# Work order
Your answer should contain each record from the listing, repeated exactly.

======== Material for the task ========

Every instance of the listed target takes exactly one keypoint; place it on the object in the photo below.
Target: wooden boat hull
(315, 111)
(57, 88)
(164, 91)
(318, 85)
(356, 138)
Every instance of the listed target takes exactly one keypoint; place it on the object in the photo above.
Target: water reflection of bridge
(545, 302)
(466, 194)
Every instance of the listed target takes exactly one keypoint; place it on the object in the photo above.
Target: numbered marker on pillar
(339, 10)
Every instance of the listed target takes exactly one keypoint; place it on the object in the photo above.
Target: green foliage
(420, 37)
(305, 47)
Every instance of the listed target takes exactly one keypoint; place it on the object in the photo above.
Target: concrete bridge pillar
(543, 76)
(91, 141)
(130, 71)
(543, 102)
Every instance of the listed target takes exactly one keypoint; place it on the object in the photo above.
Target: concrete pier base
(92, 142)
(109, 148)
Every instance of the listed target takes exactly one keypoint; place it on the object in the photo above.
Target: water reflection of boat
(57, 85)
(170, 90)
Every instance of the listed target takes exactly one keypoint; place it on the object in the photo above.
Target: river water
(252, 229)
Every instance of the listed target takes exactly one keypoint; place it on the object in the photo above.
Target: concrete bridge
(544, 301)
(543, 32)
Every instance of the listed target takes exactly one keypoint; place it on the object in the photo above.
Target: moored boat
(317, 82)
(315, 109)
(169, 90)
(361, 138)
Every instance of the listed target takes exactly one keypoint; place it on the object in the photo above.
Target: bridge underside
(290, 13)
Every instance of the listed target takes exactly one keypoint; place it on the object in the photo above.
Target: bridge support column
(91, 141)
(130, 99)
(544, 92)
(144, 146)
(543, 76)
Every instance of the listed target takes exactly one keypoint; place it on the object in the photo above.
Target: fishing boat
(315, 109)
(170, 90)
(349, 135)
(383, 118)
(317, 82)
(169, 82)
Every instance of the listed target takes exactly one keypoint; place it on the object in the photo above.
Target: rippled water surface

========

# Reply to the task
Every instance of the listed target takes exactly one keypoint; place it on the object in the photo below.
Target: wooden boat hull
(315, 111)
(57, 88)
(164, 91)
(318, 85)
(356, 138)
Every instance of the listed target takes exactly one keypoint; place it on the object in the photo above.
Target: water reflection of bridge
(545, 302)
(466, 194)
Every instance of the listed target takes exactly one keypoint; place it on the object in the photo above.
Target: numbered marker on pillar
(339, 10)
Every instance of the listed target takes exactly one keypoint; place it on the object in the photo above.
Target: green foliage
(420, 37)
(305, 47)
Every instance of the listed target takes exactly one keypoint; place it on the object in the photo above.
Target: concrete bridge pillar
(543, 76)
(91, 141)
(130, 71)
(543, 102)
Every instance of the listed target takes exactly one keypoint; place it on the object in the photo above.
Target: concrete pier base
(92, 142)
(109, 148)
Every instance of the listed target takes exactly one keypoint; place it on the object in the photo above.
Target: water reflection of boat
(57, 85)
(170, 90)
Every instance of the listed target takes exactly one keypoint; place it on the object in the photo above.
Target: river water
(252, 229)
Every instance of the listed target takes exactly one keypoint; place it on the object in the photo above.
Target: concrete bridge
(544, 301)
(543, 32)
Every instance of the listed target takes exactly one keypoint; place it on the object in the photo above.
Target: moored boat
(317, 82)
(315, 109)
(169, 90)
(361, 138)
Every instance of the listed target takes exactly one keypoint; place it on the object in the photo above.
Target: bridge underside
(290, 13)
Every instance of the listed target takes exactly one keypoint; place it on the object in the photo above.
Target: bridge support column
(91, 141)
(130, 99)
(544, 92)
(144, 146)
(543, 76)
Every instance of the listed target takes exactly one keypoint; place it on the object in the photo above.
Target: fishing boat
(315, 109)
(170, 90)
(349, 135)
(383, 118)
(317, 82)
(169, 82)
Every instance of the listed target takes exactly one keypoint; place it on the object in the photo above.
Target: rippled water surface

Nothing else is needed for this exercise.